◆ EXERCISE DETAILS ◆
Set every record down again, exactly and completely.

INPUT MATERIAL Block Start

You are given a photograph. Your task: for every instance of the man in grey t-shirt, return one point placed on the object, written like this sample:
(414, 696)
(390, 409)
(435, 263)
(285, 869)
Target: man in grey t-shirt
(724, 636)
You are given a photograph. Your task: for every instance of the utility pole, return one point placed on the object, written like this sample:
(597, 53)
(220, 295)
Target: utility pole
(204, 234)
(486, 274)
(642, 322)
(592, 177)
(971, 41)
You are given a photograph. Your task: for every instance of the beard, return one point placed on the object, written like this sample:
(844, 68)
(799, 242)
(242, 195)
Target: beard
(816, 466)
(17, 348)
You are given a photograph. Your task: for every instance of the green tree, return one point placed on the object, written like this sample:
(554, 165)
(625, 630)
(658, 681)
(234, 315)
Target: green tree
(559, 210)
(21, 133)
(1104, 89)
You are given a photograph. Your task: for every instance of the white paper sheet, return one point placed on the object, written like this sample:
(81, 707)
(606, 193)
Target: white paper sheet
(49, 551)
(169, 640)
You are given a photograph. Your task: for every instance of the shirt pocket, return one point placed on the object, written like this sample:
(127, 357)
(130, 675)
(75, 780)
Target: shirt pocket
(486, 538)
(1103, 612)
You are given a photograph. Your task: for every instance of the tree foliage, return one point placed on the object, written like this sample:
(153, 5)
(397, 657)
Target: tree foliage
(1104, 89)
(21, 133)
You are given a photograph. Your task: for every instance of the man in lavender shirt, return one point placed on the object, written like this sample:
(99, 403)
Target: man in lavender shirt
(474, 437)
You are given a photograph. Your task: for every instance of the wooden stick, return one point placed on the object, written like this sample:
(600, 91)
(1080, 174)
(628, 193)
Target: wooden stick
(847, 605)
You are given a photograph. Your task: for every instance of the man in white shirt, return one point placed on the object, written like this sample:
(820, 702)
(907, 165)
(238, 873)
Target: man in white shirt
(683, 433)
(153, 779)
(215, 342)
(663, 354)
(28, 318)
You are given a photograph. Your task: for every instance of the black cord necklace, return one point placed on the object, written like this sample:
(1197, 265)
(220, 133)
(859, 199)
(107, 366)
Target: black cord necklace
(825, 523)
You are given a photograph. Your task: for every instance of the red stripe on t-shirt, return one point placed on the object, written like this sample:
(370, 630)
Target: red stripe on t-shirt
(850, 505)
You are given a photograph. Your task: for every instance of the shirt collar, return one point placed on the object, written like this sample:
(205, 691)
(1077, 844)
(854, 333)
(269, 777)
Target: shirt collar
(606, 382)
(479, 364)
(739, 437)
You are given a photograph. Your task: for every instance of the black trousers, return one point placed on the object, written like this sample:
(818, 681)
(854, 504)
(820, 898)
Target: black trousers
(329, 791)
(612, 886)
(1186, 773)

INPUT MATERIAL Block End

◆ RESPONSE BOX ◆
You are given a photograph. Your task: for every instance of the man in grey t-shirt, return one point placed on the object, written like this sample:
(414, 696)
(390, 409)
(435, 263)
(285, 869)
Target: man in grey t-shirt
(724, 636)
You are given a photograph. Your task: for every instance of the utility pole, return one point placed on the object, written like this sample:
(597, 53)
(220, 295)
Target: utility pole
(204, 234)
(486, 274)
(642, 322)
(592, 177)
(971, 41)
You are given a photograph. Your task: for every instance of the beard, return one point placed on the object, written like this sample:
(844, 68)
(799, 242)
(242, 195)
Target: beard
(816, 466)
(17, 348)
You are given a photograph. Your task: for every instance of the green tree, return one point placed on the object, written like this sample:
(554, 165)
(625, 630)
(658, 681)
(234, 315)
Target: green tree
(559, 210)
(21, 133)
(1104, 89)
You are given a photograph. Your task: for every instance of the white paper sheet, return one point placed on the object, written like this sample:
(81, 707)
(606, 193)
Target: white paper sheet
(49, 551)
(169, 640)
You are given a photograph. Your task: for every instance of the shirt pocket, return one point placed on the object, written like this sample:
(127, 357)
(130, 675)
(75, 780)
Target: shirt pocket
(486, 538)
(1103, 612)
You are given a photograph. Your task: for every instance of the tree foliage, return one point placed on the object, written like this sample:
(153, 5)
(397, 657)
Target: tree foliage
(1104, 89)
(21, 133)
You are given a photograph. Your task: for every instance of the man in lavender shirt, return one point placed on the object, written like this sample:
(99, 403)
Target: man in lavender shirt
(474, 437)
You are given a photograph. Your task: for every instance of the wooden stick, return one point placed on the object, written like this sample:
(600, 91)
(1080, 174)
(628, 193)
Target: wooden stick
(847, 605)
You are given a photograph. Your task: for every instance of the man in white shirt, return one point placed on the object, written like this sample:
(820, 702)
(907, 165)
(238, 873)
Target: man in white shirt
(683, 433)
(153, 779)
(215, 342)
(663, 354)
(28, 318)
You are given a photograph. Your task: for every instance of the black cord necklace, return one point placed on the object, written like this sample:
(1197, 265)
(220, 133)
(859, 199)
(107, 366)
Target: black cord necklace
(825, 523)
You are given a photograph. Your task: for every instance of the red stripe on t-shirt, return one point placed on the object, written like this sample:
(370, 630)
Target: red stripe on t-shirt
(850, 505)
You are given a photograph. Your task: for every instance of the shirt collar, return one point placed on the object, written like this sample:
(205, 691)
(1077, 844)
(854, 333)
(269, 777)
Target: shirt collar
(606, 382)
(479, 364)
(739, 437)
You are given a photograph. Your task: for every instance of the black trousers, return one point placed on the object, written like this sample:
(818, 681)
(854, 504)
(820, 898)
Target: black trousers
(329, 791)
(612, 886)
(1186, 773)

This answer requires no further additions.